● **Written instruction**
Your task is to transcribe the data in full.

(Stored items from a collection)
= = = = = = =

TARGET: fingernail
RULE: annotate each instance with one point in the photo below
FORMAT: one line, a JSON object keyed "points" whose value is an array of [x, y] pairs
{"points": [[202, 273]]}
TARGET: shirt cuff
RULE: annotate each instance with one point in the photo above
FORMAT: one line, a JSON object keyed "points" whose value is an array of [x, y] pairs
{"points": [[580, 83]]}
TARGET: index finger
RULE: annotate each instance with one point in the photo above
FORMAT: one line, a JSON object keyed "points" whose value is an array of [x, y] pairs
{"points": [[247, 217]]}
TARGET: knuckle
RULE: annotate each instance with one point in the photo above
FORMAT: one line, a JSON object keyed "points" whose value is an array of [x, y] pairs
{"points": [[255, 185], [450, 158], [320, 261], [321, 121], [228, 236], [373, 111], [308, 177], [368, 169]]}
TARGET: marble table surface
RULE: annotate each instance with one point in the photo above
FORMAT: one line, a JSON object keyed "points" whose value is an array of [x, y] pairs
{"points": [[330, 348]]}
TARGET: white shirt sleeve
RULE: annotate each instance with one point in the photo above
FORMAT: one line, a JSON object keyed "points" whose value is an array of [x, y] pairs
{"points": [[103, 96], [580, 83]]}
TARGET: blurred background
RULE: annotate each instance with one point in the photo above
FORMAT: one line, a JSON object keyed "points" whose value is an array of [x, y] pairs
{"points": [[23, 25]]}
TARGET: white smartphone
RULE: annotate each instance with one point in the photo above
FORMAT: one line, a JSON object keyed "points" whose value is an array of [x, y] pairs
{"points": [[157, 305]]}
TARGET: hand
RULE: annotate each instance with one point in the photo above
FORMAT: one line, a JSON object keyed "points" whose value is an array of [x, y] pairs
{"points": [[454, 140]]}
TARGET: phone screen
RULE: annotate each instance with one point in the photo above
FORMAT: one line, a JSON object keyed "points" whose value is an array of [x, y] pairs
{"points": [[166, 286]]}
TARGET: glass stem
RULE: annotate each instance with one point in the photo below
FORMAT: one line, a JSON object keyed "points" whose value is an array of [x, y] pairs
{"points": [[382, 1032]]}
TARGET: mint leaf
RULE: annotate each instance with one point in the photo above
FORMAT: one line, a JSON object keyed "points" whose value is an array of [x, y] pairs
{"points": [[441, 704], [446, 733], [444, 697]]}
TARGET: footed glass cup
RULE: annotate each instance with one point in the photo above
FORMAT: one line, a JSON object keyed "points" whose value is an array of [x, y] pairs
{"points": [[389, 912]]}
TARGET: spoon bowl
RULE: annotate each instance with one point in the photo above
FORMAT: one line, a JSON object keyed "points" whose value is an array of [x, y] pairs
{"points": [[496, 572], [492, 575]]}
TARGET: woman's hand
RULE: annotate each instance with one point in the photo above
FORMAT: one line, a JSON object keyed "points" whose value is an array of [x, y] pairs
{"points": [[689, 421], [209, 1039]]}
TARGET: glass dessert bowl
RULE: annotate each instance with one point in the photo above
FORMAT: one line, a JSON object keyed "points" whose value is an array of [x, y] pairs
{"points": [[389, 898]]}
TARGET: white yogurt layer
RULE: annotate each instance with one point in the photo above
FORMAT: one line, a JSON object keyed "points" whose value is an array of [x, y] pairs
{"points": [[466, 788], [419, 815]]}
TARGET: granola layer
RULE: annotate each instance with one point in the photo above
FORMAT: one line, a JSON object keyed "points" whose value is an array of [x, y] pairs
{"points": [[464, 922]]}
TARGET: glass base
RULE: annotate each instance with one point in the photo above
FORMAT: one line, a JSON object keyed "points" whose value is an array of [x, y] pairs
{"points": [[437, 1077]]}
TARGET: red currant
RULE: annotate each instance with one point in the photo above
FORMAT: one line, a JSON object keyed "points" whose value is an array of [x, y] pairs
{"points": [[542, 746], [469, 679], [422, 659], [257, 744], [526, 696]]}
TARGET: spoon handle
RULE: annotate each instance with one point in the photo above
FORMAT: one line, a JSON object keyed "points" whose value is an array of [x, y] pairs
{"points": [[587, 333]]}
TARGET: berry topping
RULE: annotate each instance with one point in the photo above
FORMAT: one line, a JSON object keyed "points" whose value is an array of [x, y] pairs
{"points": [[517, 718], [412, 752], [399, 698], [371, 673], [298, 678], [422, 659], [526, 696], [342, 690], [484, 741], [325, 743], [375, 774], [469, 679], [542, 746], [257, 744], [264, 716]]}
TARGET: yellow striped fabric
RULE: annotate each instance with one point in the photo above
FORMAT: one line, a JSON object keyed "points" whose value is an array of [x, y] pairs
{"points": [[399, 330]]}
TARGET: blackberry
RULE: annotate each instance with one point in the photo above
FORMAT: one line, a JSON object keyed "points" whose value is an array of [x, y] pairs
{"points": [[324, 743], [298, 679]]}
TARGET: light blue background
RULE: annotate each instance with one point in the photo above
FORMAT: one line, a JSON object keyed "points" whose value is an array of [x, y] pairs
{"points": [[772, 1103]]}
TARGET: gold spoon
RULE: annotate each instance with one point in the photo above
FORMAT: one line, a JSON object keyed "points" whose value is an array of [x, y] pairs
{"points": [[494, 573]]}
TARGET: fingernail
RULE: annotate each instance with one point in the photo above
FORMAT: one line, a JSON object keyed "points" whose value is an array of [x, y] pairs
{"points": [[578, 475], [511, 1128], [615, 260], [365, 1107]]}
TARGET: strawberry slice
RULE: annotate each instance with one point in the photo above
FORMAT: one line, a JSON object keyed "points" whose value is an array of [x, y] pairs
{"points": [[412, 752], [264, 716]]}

= = = = = = =

● **Answer to the problem**
TARGET: fingernail
RULE: annotate each instance with one point in the photo below
FORMAT: one line, a JSON object keyed "points" whose value is an array of [x, y] pairs
{"points": [[202, 273]]}
TARGET: shirt cuff
RULE: annotate each instance with one point in the photo above
FORMAT: one line, a JSON object keyed "points" whose value is an array of [x, y] pairs
{"points": [[580, 83]]}
TARGET: index finger
RULE: annotate each instance with one point in the photo above
FORMAT: one line, a JSON object keyed "points" whose value is an array of [x, y] pairs
{"points": [[247, 217]]}
TARGET: knuckle
RULE: annotate each instance with one point in the photo above
FORMAT: one line, a JSON object keyed "points" whose value is an array of [x, y] pairs
{"points": [[255, 185], [450, 158], [320, 261], [321, 121], [228, 236], [373, 111], [308, 177], [368, 169]]}
TARGET: marble table surface
RULE: annotate each instance with one point in the photo above
FORMAT: one line, a JSON object keyed "points" whose value is an array of [x, y] pairs
{"points": [[330, 348]]}
TARGET: white shirt sleeve
RULE: annotate each instance with one point in the photo above
FORMAT: one line, a JSON object keyed "points" whose value is an array of [x, y] pairs
{"points": [[103, 96], [580, 83]]}
TARGET: blurred background
RULE: annotate each instance with one point in the photo above
FORMAT: one line, a JSON object keyed "points" whose value is an array of [x, y] pairs
{"points": [[23, 25]]}
TARGET: white smartphone
RULE: annotate each instance with one point in the photo above
FORMAT: one line, a JSON object keyed "points" whose value is an array of [x, y] pairs
{"points": [[157, 305]]}
TARGET: hand
RULE: annotate each instance with one point in the photo above
FORMAT: one line, a JSON object keyed "points" whose value is an array of [x, y] pairs
{"points": [[454, 140]]}
TARGET: phone screen
RULE: annotate each instance with one point in the photo above
FORMAT: one line, a JSON object keyed "points" whose value is an array of [x, y] pairs
{"points": [[166, 286]]}
TARGET: glass stem
RULE: annotate each instance with one point in the photo below
FORMAT: one line, a JSON object keyed "points" whose value is an array of [x, y] pairs
{"points": [[382, 1032]]}
TARGET: mint leaf
RULE: annotate each instance with one point in the photo above
FORMAT: one line, a JSON object keyed "points" whose value is an array of [x, y] pairs
{"points": [[441, 704], [446, 733], [444, 697]]}
TARGET: footed glass cup
RULE: annotate each instance with one point in the photo above
FORMAT: one line, a JSON object keyed "points" whose value is an array of [x, y] pairs
{"points": [[389, 912]]}
TARGET: spoon bowl
RULE: annotate each instance with one point in the photo above
FORMAT: one line, a JSON object keyed "points" whose value is an array of [x, y] pairs
{"points": [[496, 572], [492, 575]]}
TARGET: woman's hand
RULE: annotate each instance with one point in the photo above
FORMAT: one line, a JSON object keyed "points" whose value is an array of [x, y] pairs
{"points": [[689, 421], [209, 1039]]}
TARGET: glass dessert bowl
RULE: annotate each instance with one point in the photo above
FORMAT: one line, a JSON object keyed "points" whose value is an array of [x, y] pairs
{"points": [[389, 898]]}
TARGET: white yogurt layer
RULE: annotate each instance with one point in the photo above
FORMAT: one line, a JSON object keyed "points" whose value is an array of [x, y] pairs
{"points": [[466, 788], [419, 815]]}
TARGET: granola layer
RULE: annotate each instance with one point in the photo above
FORMAT: one line, a JSON object keyed "points" whose value is an array of [x, y] pairs
{"points": [[464, 922]]}
TARGET: glass base
RULE: annotate each instance with one point in the photo above
FORMAT: one line, a JSON object keyed "points" whose value is an array of [x, y] pairs
{"points": [[437, 1077]]}
TARGET: red currant
RULE: annotate each instance with one point in the photo above
FORMAT: one line, a JSON object keyed "points" whose value is an array of [x, y] pairs
{"points": [[542, 746], [469, 679], [422, 659], [257, 744], [526, 696]]}
TARGET: spoon handle
RULE: annotate each instance with one point in the photo above
FORMAT: one line, a JSON object keyed "points" whose value is an array of [x, y] pairs
{"points": [[587, 333]]}
TARGET: berry topping
RULE: annotate each instance with one point in the photo above
FORMAT: one line, a JSON object keyed "points" whose value is an array of [x, y] pairs
{"points": [[517, 718], [412, 752], [399, 698], [371, 673], [298, 678], [422, 659], [526, 696], [342, 690], [484, 741], [325, 743], [375, 774], [469, 679], [542, 746], [257, 744], [264, 716]]}
TARGET: yellow striped fabric
RULE: annotate each instance with one point in the photo above
FORMAT: one line, a JSON object keyed "points" whose value is an array of [x, y] pairs
{"points": [[399, 330]]}
TARGET: blackberry
RULE: annotate each instance with one point in the photo above
FORMAT: one line, a JSON object keyed "points" whose value is an array of [x, y] pairs
{"points": [[324, 743], [298, 679]]}
TARGET: light blue background
RULE: annotate each instance with one point in the photo above
FORMAT: one line, a JSON object keyed "points" whose value is an array of [x, y] pairs
{"points": [[772, 1103]]}
TARGET: gold spoon
RULE: annotate each instance with one point in the photo above
FORMAT: one line, a JSON object keyed "points" whose value is an array of [x, y] pairs
{"points": [[494, 573]]}
TARGET: fingernail
RULE: annotate each instance with one point in the photo above
FORMAT: one line, a JSON object keyed "points" whose value is an array of [x, y] pairs
{"points": [[578, 475], [511, 1128], [615, 260], [365, 1107]]}
TARGET: strawberry slice
RULE: annotate each instance with one point in the photo above
FORMAT: one line, a JSON object keyed "points" whose value is an array of [x, y] pairs
{"points": [[412, 752], [264, 716]]}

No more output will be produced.